───── Page excerpt ─────

Homeland Season 6 Episode 11 Review: R is for Romeo

A major confrontation between unlikely participants adds tension to the penultimate episode of Homeland Season 6.

This Homeland review contains spoilers.

Homeland Season 6 Episode 11

Homeland season 6 is in its final movements. The season finale is only a week away, and the penultimate hour didn’t want you to forget that as it ended its 50-minute drama on a thundering cliffhanger filled with explosives, vital missed phone conversations, and every implication that a full-throated military coup is in motion with CIA badmen headed to “protect” the president-elect at gunpoint.

And ironically, the most exciting thing about the episode is not in the pyrotechnics of a somewhat arbitrary cliffhanger; it’s in the tension of a president (or president-elect) sitting down with rightwing talk radio/fake news, legitimizing that type of crazy and challenging it in a conversation that would suggest the fate of the republic rests in the hands of the seedy underside of the internet. It is as dubious a scenario as the idea that a secret cabal in Langley would actually try to remove an American head of state by force, yet it is a far more tantalizing one. Also, intentionally or not, it’s a mirror for our times with recent reports that there were now a thousand Russian-backed fake news propagators targeting swing states in the 2016 election.

─────

Set of tasks →
1 – According to the review, how far away is the season finale?
2 – Rewrite part of the review, beginning at the words "And ironically, the" and stopping after "the 2016 election.", with "pyrotechnics" changed to "fireworks".
The items after the review have no part in this work.

───── Data extract ─────

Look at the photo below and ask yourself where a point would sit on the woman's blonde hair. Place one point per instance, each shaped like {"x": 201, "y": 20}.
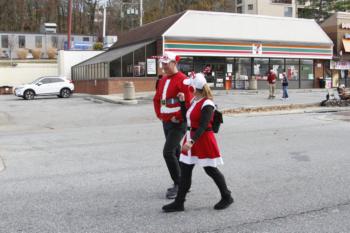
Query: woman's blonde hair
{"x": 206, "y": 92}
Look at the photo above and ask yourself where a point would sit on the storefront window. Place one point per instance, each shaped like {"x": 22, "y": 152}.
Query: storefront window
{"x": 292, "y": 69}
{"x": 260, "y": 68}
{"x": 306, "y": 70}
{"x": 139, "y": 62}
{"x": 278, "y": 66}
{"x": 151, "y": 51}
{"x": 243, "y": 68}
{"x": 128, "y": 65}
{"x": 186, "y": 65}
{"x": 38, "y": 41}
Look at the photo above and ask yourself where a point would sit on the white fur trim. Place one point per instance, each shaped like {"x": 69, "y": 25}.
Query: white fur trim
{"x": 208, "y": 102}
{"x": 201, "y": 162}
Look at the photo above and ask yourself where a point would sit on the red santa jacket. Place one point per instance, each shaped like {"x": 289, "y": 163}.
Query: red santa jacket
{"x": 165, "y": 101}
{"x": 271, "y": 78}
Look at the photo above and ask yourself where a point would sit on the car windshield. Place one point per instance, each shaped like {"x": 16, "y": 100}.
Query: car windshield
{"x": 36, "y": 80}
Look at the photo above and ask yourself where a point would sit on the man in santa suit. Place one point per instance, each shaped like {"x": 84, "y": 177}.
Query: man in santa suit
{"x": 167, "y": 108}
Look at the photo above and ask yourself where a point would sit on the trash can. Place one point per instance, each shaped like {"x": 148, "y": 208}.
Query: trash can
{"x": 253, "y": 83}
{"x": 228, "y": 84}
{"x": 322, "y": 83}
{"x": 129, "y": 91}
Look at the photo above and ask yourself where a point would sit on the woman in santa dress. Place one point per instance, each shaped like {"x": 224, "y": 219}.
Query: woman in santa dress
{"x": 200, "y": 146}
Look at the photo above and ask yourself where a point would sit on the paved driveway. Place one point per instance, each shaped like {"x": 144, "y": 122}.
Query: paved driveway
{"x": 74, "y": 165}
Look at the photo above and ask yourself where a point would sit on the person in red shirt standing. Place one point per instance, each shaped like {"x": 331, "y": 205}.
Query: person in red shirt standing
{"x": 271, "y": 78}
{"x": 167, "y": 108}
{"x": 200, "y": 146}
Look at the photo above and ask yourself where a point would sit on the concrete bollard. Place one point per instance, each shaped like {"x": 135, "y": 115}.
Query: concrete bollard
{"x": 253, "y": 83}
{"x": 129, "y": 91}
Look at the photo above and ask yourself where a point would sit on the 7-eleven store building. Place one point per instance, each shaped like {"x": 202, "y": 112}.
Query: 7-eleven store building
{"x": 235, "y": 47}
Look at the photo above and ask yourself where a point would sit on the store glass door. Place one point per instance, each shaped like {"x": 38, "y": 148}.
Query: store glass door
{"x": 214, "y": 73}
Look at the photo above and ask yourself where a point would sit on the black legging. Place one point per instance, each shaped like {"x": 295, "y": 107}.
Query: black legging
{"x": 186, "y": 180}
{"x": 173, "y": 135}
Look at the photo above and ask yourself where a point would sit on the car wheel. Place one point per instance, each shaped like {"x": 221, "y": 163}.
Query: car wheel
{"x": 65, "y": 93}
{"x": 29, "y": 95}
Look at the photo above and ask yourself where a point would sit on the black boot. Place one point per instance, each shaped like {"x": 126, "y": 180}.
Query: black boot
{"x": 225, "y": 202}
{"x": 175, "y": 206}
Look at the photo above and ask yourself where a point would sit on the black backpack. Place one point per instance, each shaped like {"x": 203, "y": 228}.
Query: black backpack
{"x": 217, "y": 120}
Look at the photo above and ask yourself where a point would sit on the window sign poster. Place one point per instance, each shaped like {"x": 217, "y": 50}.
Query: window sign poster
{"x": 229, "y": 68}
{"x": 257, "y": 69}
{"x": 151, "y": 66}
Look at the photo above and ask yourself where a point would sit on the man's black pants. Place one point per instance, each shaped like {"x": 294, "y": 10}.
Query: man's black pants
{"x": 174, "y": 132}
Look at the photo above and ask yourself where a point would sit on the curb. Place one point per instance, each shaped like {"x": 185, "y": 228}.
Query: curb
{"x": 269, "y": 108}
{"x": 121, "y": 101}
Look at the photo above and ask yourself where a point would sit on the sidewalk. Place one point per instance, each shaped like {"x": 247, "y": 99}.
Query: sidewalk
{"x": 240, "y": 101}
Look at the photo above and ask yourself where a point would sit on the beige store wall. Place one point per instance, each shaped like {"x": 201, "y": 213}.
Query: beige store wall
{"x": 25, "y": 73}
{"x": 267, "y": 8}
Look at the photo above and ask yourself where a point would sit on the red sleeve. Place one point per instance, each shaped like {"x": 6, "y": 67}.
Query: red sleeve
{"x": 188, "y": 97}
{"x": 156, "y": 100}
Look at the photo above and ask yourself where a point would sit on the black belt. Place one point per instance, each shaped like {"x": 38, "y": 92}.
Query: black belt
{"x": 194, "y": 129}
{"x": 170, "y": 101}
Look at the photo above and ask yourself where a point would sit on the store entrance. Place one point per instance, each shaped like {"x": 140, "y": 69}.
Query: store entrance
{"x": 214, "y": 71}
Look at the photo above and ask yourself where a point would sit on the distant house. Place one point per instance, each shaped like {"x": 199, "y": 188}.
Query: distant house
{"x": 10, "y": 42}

─────

Answers given →
1 – Only a week away.

2 –
And ironically, the most exciting thing about the episode is not in the fireworks of a somewhat arbitrary cliffhanger; it’s in the tension of a president (or president-elect) sitting down with rightwing talk radio/fake news, legitimizing that type of crazy and challenging it in a conversation that would suggest the fate of the republic rests in the hands of the seedy underside of the internet. It is as dubious a scenario as the idea that a secret cabal in Langley would actually try to remove an American head of state by force, yet it is a far more tantalizing one. Also, intentionally or not, it’s a mirror for our times with recent reports that there were now a thousand Russian-backed fake news propagators targeting swing states in the 2016 election.